### PROVIDED INFORMATION
BEGIN

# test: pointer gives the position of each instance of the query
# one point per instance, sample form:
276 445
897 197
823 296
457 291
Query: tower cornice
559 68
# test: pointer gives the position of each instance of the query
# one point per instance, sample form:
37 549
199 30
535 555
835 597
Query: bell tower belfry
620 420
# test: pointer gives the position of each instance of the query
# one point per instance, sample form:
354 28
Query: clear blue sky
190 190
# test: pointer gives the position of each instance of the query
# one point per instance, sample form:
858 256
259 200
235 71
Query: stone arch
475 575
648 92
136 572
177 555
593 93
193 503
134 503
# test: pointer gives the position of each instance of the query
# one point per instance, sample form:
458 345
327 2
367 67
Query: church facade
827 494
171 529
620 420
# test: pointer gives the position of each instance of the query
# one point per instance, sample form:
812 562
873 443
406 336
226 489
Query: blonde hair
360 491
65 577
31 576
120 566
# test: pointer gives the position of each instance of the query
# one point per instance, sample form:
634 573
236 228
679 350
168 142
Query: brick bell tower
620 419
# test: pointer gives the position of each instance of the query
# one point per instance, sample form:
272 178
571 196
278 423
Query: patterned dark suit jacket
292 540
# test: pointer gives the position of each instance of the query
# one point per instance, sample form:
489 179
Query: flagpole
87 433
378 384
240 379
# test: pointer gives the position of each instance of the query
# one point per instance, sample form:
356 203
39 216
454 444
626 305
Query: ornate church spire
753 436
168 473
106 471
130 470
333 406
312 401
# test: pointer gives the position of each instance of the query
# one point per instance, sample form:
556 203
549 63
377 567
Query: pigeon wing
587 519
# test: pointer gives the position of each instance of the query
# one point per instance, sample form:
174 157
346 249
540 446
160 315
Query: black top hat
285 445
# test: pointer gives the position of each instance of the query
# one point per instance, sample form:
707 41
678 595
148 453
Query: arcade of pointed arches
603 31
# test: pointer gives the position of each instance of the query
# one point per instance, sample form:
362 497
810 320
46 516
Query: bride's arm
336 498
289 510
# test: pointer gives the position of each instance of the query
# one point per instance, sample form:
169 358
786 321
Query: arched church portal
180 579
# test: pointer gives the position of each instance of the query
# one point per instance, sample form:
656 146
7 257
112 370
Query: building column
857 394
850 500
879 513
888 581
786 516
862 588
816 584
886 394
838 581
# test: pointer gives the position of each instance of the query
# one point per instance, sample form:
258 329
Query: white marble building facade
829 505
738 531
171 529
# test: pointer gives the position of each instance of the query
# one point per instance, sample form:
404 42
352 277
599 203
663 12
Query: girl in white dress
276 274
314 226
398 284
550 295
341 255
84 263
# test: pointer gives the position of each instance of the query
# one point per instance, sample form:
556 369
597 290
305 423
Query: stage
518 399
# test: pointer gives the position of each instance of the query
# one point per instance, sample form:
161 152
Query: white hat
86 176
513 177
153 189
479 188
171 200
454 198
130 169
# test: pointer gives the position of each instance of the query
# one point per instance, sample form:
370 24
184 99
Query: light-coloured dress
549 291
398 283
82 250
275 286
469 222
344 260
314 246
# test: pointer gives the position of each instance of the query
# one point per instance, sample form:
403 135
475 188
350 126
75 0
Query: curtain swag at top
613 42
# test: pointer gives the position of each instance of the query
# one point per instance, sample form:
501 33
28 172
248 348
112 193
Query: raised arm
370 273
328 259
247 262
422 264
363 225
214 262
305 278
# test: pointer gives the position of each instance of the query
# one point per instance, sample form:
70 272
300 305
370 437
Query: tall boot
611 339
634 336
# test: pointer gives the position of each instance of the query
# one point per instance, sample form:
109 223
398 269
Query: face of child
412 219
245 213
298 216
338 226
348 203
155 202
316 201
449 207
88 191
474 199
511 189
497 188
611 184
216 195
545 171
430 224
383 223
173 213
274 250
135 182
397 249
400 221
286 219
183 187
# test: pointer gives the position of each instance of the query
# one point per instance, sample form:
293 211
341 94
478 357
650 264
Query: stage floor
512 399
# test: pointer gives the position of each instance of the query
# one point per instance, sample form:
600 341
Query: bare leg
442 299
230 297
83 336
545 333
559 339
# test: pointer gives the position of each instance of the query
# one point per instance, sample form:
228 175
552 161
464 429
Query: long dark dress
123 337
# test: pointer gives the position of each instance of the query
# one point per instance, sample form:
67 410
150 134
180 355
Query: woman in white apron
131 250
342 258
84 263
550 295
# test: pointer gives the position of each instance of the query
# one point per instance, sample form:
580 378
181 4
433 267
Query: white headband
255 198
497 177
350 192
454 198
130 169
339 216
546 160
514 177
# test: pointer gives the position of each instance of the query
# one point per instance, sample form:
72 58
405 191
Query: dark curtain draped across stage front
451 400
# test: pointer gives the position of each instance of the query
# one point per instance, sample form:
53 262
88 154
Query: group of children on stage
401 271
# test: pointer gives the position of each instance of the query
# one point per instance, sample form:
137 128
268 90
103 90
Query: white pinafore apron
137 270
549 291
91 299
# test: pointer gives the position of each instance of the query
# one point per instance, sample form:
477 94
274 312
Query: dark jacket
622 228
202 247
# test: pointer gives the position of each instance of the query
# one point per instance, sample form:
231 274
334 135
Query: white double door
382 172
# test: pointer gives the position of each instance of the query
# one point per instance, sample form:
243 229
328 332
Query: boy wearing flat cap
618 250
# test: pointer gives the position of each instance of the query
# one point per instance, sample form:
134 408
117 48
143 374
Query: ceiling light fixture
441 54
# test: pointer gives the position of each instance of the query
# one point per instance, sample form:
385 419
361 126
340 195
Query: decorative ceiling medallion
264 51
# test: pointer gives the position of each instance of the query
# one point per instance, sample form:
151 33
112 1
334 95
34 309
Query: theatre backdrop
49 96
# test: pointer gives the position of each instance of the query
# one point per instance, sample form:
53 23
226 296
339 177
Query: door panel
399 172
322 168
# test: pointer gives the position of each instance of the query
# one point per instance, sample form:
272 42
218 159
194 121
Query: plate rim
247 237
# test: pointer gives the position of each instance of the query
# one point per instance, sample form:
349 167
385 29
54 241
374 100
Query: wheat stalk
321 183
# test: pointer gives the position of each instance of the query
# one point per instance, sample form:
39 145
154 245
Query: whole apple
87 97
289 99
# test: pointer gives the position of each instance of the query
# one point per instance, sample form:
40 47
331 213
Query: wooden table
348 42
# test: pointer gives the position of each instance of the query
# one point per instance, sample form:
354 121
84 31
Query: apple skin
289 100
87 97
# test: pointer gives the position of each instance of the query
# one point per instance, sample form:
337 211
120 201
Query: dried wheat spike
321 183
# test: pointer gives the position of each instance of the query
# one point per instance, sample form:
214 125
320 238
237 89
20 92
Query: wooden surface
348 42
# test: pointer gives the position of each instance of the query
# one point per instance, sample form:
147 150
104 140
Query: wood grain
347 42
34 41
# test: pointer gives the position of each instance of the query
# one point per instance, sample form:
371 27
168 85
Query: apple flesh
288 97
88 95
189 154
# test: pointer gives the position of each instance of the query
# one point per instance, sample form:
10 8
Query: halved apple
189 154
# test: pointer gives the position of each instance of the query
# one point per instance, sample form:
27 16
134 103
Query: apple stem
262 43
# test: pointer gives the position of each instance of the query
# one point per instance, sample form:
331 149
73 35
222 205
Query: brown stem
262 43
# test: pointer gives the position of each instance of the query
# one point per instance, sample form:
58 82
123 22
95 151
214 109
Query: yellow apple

END

### EXERCISE DESCRIPTION
Copy out the records shown above, every one, exactly.

### RESULT OF THE EXERCISE
# test: pointer gives the position of each instance of the query
# one point per instance, sample form:
276 445
897 197
823 296
457 291
Query: tower cornice
559 68
# test: pointer gives the position of each instance of the query
# one point per instance, sample form:
37 549
199 30
535 555
835 597
Query: bell tower belfry
620 420
# test: pointer gives the position of each instance of the query
# one point per instance, sample form:
354 28
Query: clear blue sky
190 190
# test: pointer gives the position of each instance of the query
# one point per instance, sample form:
858 256
259 200
235 71
Query: stone arch
475 575
648 92
136 572
177 555
593 93
193 503
134 503
# test: pointer gives the position of each instance of the query
# one point per instance, sample form:
458 345
327 2
367 67
Query: church facade
827 494
171 529
620 420
# test: pointer gives the position of each instance of the query
# one point per instance, sample form:
812 562
873 443
406 336
226 489
Query: blonde hair
360 491
65 577
31 576
120 566
# test: pointer gives the position of each instance of the query
# one point per instance, sample form:
634 573
236 228
679 350
168 142
Query: brick bell tower
620 419
# test: pointer gives the position of each instance of the query
# one point per instance, sample form:
272 178
571 196
278 423
Query: patterned dark suit jacket
292 540
# test: pointer gives the position of each instance of the query
# one point per instance, sample form:
489 179
Query: flagpole
87 433
378 384
240 379
# test: pointer gives the position of each instance of the query
# one point per instance, sample form:
356 203
39 216
454 444
626 305
Query: ornate church spire
753 436
168 473
106 471
130 470
333 406
312 401
# test: pointer gives the position of each instance of the query
# one point per instance, sample form:
556 203
549 63
377 567
Query: pigeon wing
587 519
# test: pointer gives the position of each instance of the query
# one point per instance, sample form:
174 157
346 249
540 446
160 315
Query: black top hat
285 445
# test: pointer gives the position of each instance of the query
# one point per instance, sample form:
707 41
678 595
148 453
Query: arcade of pointed arches
603 31
# test: pointer gives the position of each instance of the query
# one point per instance, sample form:
362 497
810 320
46 516
Query: bride's arm
336 498
289 510
# test: pointer gives the position of each instance of the query
# one point per instance, sample form:
169 358
786 321
Query: arched church portal
180 579
# test: pointer gives the position of each instance of the query
# one point per instance, sample form:
656 146
7 257
112 370
Query: building column
857 394
850 500
879 513
888 581
786 516
862 588
816 584
886 394
838 581
# test: pointer gives the position of each instance of the query
# one point per instance, sample form:
258 329
Query: white marble building facade
829 505
738 531
171 529
# test: pointer gives the position of each instance of the query
# one point per instance, sample form:
404 42
352 277
599 203
663 12
Query: girl in white dress
276 274
314 226
398 284
550 295
341 255
84 263
# test: pointer gives the position of each instance of the query
# one point per instance, sample form:
556 369
597 290
305 423
Query: stage
518 399
# test: pointer gives the position of each instance of the query
# one point per instance, sample form:
161 152
Query: white hat
86 176
513 177
153 189
479 188
171 200
454 198
130 169
# test: pointer gives the position of each instance of the query
# one point per instance, sample form:
370 24
184 99
Query: light-coloured dress
549 291
398 283
82 250
275 286
469 222
344 260
314 246
# test: pointer gives the position of each instance of the query
# one point per instance, sample form:
403 135
475 188
350 126
75 0
Query: curtain swag at top
613 42
# test: pointer gives the position of each instance of the query
# one point per instance, sample form:
501 33
28 172
248 348
112 193
Query: raised arm
370 273
328 259
247 262
422 264
363 225
214 262
305 278
# test: pointer gives the position of each instance of the query
# one point per instance, sample form:
70 272
300 305
370 437
Query: tall boot
611 339
634 336
# test: pointer gives the position of each instance of the query
# one point per instance, sample form:
109 223
398 269
Query: face of child
412 219
245 213
298 216
338 226
348 203
155 202
316 201
449 207
88 191
474 199
511 189
497 188
611 184
216 195
545 171
430 224
383 223
173 213
274 250
135 182
397 249
400 221
286 219
183 187
# test: pointer gives the position of each instance of the query
# one point per instance, sample form:
293 211
341 94
478 357
650 264
Query: stage floor
512 399
# test: pointer gives the position of each instance of the query
# one point per instance, sample form:
600 341
Query: bare leg
442 299
230 297
83 336
545 333
559 339
# test: pointer gives the position of each instance of the query
# one point per instance, sample form:
228 175
552 161
464 429
Query: long dark dress
123 337
# test: pointer gives the position of each instance of the query
# one point per instance, sample form:
67 410
150 134
180 355
Query: woman in white apron
131 250
342 258
84 263
550 295
# test: pointer gives the position of each instance of the query
# one point per instance, sample form:
580 378
181 4
433 267
Query: white headband
255 198
497 177
350 192
454 198
130 169
339 216
546 160
514 177
# test: pointer gives the position of each instance of the query
# one point per instance, sample form:
72 58
405 191
Query: dark curtain draped across stage front
451 400
# test: pointer gives the position of each instance of the query
# one point per instance, sample form:
53 262
88 154
Query: group of children on stage
401 271
# test: pointer gives the position of each instance of the query
# one point per instance, sample form:
137 128
268 90
103 90
Query: white pinafore apron
137 270
549 291
91 299
# test: pointer gives the position of each instance of the query
# one point per instance, sample form:
477 94
274 312
Query: dark jacket
622 228
202 247
# test: pointer gives the position of each instance of the query
# one point per instance, sample form:
231 274
334 135
Query: white double door
382 172
# test: pointer gives the position of each instance of the query
# one point per instance, sample form:
243 229
328 332
Query: boy wearing flat cap
618 250
# test: pointer gives the position of each instance of the query
# one point per instance, sample form:
134 408
117 48
143 374
Query: ceiling light fixture
441 54
# test: pointer gives the position of each instance of the query
# one point per instance, sample form:
385 419
361 126
340 195
Query: decorative ceiling medallion
264 51
# test: pointer gives the position of each instance of the query
# one point per instance, sample form:
151 33
112 1
334 95
34 309
Query: theatre backdrop
49 96
# test: pointer gives the position of each instance of the query
# one point per instance, sample form:
53 23
226 296
339 177
Query: door panel
399 172
322 168
# test: pointer gives the position of each instance of the query
# one point per instance, sample form:
272 42
218 159
194 121
Query: plate rim
247 237
# test: pointer gives the position of each instance of the query
# one point per instance, sample form:
349 167
385 29
54 241
374 100
Query: wheat stalk
321 183
# test: pointer gives the position of each instance of the query
# one point per instance, sample form:
39 145
154 245
Query: whole apple
87 97
289 99
# test: pointer gives the position of each instance of the query
# one point per instance, sample form:
40 47
331 213
Query: wooden table
348 42
# test: pointer gives the position of each instance of the query
# one point per instance, sample form:
354 121
84 31
Query: apple skin
289 100
87 97
# test: pointer gives the position of each instance of the query
# one point per instance, sample form:
337 211
120 201
Query: dried wheat spike
321 183
# test: pointer gives the position of each instance of the query
# one point per instance, sample form:
214 125
320 238
237 89
20 92
Query: wooden surface
348 42
# test: pointer gives the position of each instance of the query
# one point per instance, sample form:
147 150
104 140
Query: wood grain
347 42
34 41
# test: pointer gives the position of each instance of the query
# one point per instance, sample form:
371 27
168 85
Query: apple flesh
288 97
88 95
189 154
# test: pointer gives the position of each instance of the query
# one point per instance, sample form:
10 8
Query: halved apple
189 154
# test: pointer gives the position of each instance of the query
# one point per instance, sample form:
27 16
134 103
Query: apple stem
262 43
# test: pointer gives the position of each instance of the query
# one point per instance, sample form:
331 149
73 35
222 205
Query: brown stem
262 43
# test: pointer gives the position of each instance of the query
# one point per instance, sample form:
58 82
123 22
95 151
214 109
Query: yellow apple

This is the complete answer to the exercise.